Start of Stored data

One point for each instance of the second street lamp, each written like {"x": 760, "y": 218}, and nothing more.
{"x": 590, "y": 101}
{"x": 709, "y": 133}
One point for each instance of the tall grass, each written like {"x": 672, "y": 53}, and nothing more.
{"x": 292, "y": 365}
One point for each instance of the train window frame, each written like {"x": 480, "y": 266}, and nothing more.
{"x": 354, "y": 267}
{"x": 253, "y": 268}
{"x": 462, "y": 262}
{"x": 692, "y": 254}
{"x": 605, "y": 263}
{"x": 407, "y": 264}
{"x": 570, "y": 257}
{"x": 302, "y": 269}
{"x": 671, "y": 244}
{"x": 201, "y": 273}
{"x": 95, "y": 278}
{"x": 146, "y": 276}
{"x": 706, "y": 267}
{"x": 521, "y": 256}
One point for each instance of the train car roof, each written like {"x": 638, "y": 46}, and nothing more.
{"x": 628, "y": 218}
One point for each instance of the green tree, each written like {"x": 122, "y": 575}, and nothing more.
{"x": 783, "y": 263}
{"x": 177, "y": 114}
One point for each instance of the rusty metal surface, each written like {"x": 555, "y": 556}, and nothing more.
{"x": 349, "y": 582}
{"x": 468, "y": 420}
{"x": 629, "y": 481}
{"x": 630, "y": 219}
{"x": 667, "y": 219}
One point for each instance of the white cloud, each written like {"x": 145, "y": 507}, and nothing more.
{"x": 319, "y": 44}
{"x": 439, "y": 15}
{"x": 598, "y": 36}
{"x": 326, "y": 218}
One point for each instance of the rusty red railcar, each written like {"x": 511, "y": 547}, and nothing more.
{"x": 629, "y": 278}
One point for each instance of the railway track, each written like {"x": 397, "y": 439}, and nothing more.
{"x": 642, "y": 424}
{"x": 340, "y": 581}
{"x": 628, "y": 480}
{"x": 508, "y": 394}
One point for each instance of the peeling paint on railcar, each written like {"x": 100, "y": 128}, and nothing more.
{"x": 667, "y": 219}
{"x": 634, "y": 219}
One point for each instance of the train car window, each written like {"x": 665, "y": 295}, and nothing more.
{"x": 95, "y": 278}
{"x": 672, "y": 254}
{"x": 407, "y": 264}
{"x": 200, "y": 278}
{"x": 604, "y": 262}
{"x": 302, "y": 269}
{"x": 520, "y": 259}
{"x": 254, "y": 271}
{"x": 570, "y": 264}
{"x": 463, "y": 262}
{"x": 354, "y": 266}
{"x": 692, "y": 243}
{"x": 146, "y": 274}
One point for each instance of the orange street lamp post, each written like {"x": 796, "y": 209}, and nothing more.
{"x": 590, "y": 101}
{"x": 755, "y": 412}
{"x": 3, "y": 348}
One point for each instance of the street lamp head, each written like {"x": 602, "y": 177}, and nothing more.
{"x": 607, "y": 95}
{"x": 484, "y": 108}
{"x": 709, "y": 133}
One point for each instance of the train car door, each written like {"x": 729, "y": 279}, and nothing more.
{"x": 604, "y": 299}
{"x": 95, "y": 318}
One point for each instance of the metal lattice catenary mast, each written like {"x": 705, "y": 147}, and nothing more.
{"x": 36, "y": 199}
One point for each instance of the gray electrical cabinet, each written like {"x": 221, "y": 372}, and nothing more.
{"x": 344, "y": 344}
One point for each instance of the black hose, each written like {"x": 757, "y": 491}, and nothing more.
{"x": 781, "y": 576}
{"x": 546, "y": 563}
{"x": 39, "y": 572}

End of Stored data

== Task goal ==
Type out the records again exactly, line for line.

== Response ==
One point for each instance of the second street lamp, each written like {"x": 760, "y": 218}, and nothing more.
{"x": 590, "y": 101}
{"x": 709, "y": 133}
One point for each instance of the tall grass, each written like {"x": 672, "y": 53}, and nothing more.
{"x": 292, "y": 365}
One point for each instance of the train window frame, each written like {"x": 480, "y": 266}, and nothing more.
{"x": 354, "y": 267}
{"x": 253, "y": 268}
{"x": 462, "y": 262}
{"x": 692, "y": 254}
{"x": 605, "y": 263}
{"x": 407, "y": 264}
{"x": 570, "y": 257}
{"x": 302, "y": 269}
{"x": 671, "y": 244}
{"x": 201, "y": 273}
{"x": 95, "y": 278}
{"x": 146, "y": 276}
{"x": 706, "y": 267}
{"x": 521, "y": 256}
One point for each instance of the train car roof, each written like {"x": 638, "y": 46}, and nothing more.
{"x": 628, "y": 218}
One point for each instance of the green tree, each written like {"x": 122, "y": 575}, and nothing more.
{"x": 783, "y": 263}
{"x": 177, "y": 114}
One point for each instance of the rusty metal surface, each written like {"x": 555, "y": 556}, and nothing more.
{"x": 349, "y": 582}
{"x": 468, "y": 420}
{"x": 629, "y": 481}
{"x": 630, "y": 219}
{"x": 667, "y": 219}
One point for each instance of the white cloud, each written like {"x": 145, "y": 507}, and nothing more.
{"x": 319, "y": 44}
{"x": 439, "y": 15}
{"x": 598, "y": 36}
{"x": 326, "y": 218}
One point for each instance of the rusty red railcar, each written like {"x": 511, "y": 547}, and nothing more.
{"x": 629, "y": 278}
One point for each instance of the railway track, each written like {"x": 397, "y": 439}, and nothing more.
{"x": 642, "y": 424}
{"x": 340, "y": 581}
{"x": 628, "y": 480}
{"x": 508, "y": 394}
One point for each instance of the peeling paint on railcar, each written like {"x": 100, "y": 128}, and nothing more.
{"x": 667, "y": 219}
{"x": 634, "y": 219}
One point for each instance of the train car window, each written like {"x": 665, "y": 295}, and nothing more.
{"x": 95, "y": 278}
{"x": 672, "y": 254}
{"x": 407, "y": 264}
{"x": 200, "y": 278}
{"x": 604, "y": 262}
{"x": 302, "y": 269}
{"x": 520, "y": 259}
{"x": 254, "y": 271}
{"x": 570, "y": 264}
{"x": 463, "y": 262}
{"x": 354, "y": 266}
{"x": 692, "y": 243}
{"x": 146, "y": 274}
One point for each instance of the orange street lamp post, each written like {"x": 796, "y": 209}, and nothing more.
{"x": 590, "y": 101}
{"x": 755, "y": 412}
{"x": 3, "y": 348}
One point for each instance of the street lamp head, each written like {"x": 602, "y": 177}, and nothing more.
{"x": 607, "y": 95}
{"x": 484, "y": 108}
{"x": 709, "y": 133}
One point for each instance of the train car door, each written like {"x": 729, "y": 279}, and nothing more.
{"x": 604, "y": 299}
{"x": 95, "y": 318}
One point for each instance of the metal lattice catenary mast, each written like {"x": 705, "y": 147}, and nothing more.
{"x": 36, "y": 199}
One point for each instance of the gray electrical cabinet, each written like {"x": 221, "y": 372}, and nothing more.
{"x": 344, "y": 344}
One point for each instance of the black hose, each written like {"x": 757, "y": 491}, and nothing more.
{"x": 781, "y": 576}
{"x": 546, "y": 563}
{"x": 39, "y": 572}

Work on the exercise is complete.